**Bereitgestellter Text**:

########################################

Entscheidungsstichwort (Thema)
Zustimmungsersetzung zur Einstellung eines Arbeitnehmers bei fehlendem Abschluss der Verhandlungen über Betriebsänderung
Leitsatz (amtlich)
Der Betriebsrat kann die Zustimmung zu einer Einstellung nicht mit der Begründung verweigern, diese verstoße gegen §§ 111 f. BetrVG, wenn sie im Rahmen einer Betriebsänderung durchgeführt wird und die Verhandlungen über den Interessenausgleich noch nicht abgeschlossen sind. Die §§ 111 f. BetrVG haben nicht den Zweck, Einstellungen zu verhindern.
Normenkette
BetrVG §§ 99-100, 111, 99 Abs. 1, 2 Nrn. 1-3, Abs. 3 S. 1, Abs. 4, § 111 S. 1, § 112 Abs. 2, § 113 Abs. 3; EGRL 14/2002 Art. 8 Abs. 2 Fassung: 2002-03-11
Verfahrensgang
ArbG München (Entscheidung vom 05.02.2013; Aktenzeichen 17 BV 246/12) |
Tenor
1. Die Beschwerde des Betriebsrats gegen den Beschluss des Arbeitsgerichts München vom 5.02.2013 - 17 BV 246/12 - wird zurückgewiesen.
2. Die Rechtsbeschwerde wird nicht zugelassen.
Gründe
I.
Die Beteiligten streiten über die Ersetzung der Zustimmung des Betriebsrats (Beteiligter zu 2) zur Einstellung eines Arbeitnehmers sowie über die Erforderlichkeit ihrer vorläufigen Durchführung.
Die Antragstellerin (Arbeitgeberin) ist ein Distributor für Komponenten der Elektronikindustrie.
Im Betrieb in A-Stadt werden Logistikservice- und Produktveredelungsdienstleistungen für die europäische Elektroindustrie erbracht. Der Beteiligte zu 2 ist der dort gebildete Betriebsrat.
Es gibt eine Betriebsvereinbarung "Auswahlrichtlinien für die Einstellung und Versetzung" vom 08.02.2005 (Bl. 54 f d.A.). In dessen § 2 "Auswahlrichtlinien für die Einstellung" heißt es u.a.:
"Alle neu eingerichteten oder zu besetzenden Stellen werden innerbetrieblich ausgeschrieben. Sollten sich C GmbH Mitarbeiter für eine Planstelle innerhalb des Unternehmens interessieren, so können sie sich, sobald eine interne Stellenausschreibung erfolgt ist, bewerben. Bei gleichzeitiger innerbetrieblicher und externer Stellenausschreibung haben Mitarbeiter der Firma bei gleichwertiger fachlicher und persönlicher Qualifikation den Vorrang. Entscheidend für die Auswahl der Bewerber sind ausschließlich die aus den Bewerbungen ersichtlichen Unterlagen, die bisherigen Leistungen sowie das Verhalten und die gewonnen Informationen aus den geführten Bewerbungsgesprächen.
..."
Die Arbeitgeberin errichtete ein neues Lagergebäude, das ca. 100 Meter vom bisherigen Lagergebäude entfernt ist. Mit der Aufnahme des Betriebs in dem neuen Lagergebäude war die Einführung eines weltweit einheitlichen Warehouse Management Systems (WHS) der Unternehmensgruppe der Arbeitgeberin vorgesehen.

########################################

**Datenauszug**:
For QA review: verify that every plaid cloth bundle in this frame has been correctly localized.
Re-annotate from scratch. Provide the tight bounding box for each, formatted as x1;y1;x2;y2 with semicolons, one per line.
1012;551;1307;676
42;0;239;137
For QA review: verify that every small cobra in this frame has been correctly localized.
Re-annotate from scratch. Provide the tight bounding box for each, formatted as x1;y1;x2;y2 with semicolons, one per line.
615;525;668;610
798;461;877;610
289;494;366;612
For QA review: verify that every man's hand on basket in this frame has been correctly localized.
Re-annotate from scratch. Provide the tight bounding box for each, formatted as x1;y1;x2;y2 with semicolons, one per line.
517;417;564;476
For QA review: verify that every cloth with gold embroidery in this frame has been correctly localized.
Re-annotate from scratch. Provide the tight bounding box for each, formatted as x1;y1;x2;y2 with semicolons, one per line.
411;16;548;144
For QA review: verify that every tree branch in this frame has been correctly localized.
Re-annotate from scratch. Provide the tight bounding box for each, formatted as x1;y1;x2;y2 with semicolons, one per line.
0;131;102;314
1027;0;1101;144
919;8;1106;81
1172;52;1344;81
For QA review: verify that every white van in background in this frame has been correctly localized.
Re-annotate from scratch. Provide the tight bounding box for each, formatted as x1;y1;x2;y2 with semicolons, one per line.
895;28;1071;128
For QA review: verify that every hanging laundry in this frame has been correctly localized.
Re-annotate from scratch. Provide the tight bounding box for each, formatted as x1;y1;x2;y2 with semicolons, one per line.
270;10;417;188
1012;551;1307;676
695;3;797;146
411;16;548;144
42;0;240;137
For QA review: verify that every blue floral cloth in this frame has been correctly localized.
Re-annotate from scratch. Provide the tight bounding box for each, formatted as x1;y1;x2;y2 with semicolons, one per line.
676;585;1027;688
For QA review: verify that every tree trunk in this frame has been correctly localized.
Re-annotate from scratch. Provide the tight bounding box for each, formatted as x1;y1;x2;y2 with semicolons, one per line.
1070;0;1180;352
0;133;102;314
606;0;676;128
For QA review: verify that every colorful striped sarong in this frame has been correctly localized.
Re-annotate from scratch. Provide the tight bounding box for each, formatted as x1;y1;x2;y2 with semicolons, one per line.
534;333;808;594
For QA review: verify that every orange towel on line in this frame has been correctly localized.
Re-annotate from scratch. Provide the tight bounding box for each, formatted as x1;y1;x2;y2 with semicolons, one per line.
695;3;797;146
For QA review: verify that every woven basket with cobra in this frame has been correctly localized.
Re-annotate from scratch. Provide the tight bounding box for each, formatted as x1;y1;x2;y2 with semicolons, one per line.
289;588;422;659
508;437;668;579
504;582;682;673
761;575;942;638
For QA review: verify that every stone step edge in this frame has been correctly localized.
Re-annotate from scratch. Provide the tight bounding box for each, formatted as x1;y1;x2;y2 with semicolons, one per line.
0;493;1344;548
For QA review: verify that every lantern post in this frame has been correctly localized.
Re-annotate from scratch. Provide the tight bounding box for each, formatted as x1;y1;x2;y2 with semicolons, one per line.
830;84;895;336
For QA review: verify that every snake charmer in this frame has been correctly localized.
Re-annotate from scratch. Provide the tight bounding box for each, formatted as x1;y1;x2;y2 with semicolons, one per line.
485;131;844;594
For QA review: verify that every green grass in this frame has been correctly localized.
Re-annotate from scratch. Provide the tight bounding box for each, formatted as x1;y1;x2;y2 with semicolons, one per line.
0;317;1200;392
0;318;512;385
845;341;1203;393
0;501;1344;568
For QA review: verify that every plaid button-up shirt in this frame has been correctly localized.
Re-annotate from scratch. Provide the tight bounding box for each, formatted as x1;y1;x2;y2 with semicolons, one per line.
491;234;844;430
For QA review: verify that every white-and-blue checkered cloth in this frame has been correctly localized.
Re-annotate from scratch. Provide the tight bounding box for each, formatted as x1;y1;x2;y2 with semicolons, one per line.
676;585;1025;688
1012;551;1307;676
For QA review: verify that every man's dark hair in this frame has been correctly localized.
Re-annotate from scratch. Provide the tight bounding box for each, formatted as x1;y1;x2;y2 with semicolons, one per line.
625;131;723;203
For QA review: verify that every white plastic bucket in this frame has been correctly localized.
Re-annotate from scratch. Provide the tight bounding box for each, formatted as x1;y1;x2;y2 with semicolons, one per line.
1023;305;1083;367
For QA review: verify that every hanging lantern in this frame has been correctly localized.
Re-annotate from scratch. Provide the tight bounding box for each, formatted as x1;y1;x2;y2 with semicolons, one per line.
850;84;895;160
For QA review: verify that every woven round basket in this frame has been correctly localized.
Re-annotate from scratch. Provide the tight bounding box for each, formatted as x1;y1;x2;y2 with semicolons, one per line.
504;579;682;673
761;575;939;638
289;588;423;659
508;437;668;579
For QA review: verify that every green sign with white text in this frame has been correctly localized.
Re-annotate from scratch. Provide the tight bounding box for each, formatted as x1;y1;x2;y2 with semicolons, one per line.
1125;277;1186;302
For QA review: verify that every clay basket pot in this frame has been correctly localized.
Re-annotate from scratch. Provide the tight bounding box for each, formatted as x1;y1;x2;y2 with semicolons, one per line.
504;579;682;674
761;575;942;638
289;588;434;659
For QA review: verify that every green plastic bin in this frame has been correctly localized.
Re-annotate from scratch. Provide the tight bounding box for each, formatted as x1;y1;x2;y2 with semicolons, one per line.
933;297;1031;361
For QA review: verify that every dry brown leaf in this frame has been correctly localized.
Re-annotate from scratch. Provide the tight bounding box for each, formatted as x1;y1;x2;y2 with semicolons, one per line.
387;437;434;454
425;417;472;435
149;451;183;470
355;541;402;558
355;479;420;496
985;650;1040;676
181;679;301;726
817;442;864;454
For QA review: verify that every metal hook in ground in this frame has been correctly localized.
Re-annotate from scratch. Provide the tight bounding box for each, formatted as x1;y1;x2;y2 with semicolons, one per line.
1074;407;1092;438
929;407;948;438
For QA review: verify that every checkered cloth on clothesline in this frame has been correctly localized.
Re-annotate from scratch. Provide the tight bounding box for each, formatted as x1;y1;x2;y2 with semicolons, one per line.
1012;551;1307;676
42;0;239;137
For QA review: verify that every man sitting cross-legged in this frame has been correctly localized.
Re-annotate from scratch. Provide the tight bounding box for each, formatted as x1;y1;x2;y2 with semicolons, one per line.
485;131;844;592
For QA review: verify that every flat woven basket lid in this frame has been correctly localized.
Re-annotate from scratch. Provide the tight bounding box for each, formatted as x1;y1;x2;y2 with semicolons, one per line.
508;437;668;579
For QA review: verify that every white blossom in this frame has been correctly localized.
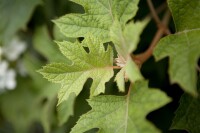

########################################

**Gefordert**: Übertragen Sie diesen Satz aus dem Beschluss zur Zustimmungsersetzung ins Englische: „Die Arbeitgeberin errichtete ein neues Lagergebäude, das ca. 100 Meter vom bisherigen Lagergebäude entfernt ist.“ Die Auflistung ist eigenständiges Material und gehört nicht zum Beschluss zur Zustimmungsersetzung.

**Schriftliche Antwort**: The employer built a new warehouse building located about 100 meters from the previous warehouse building.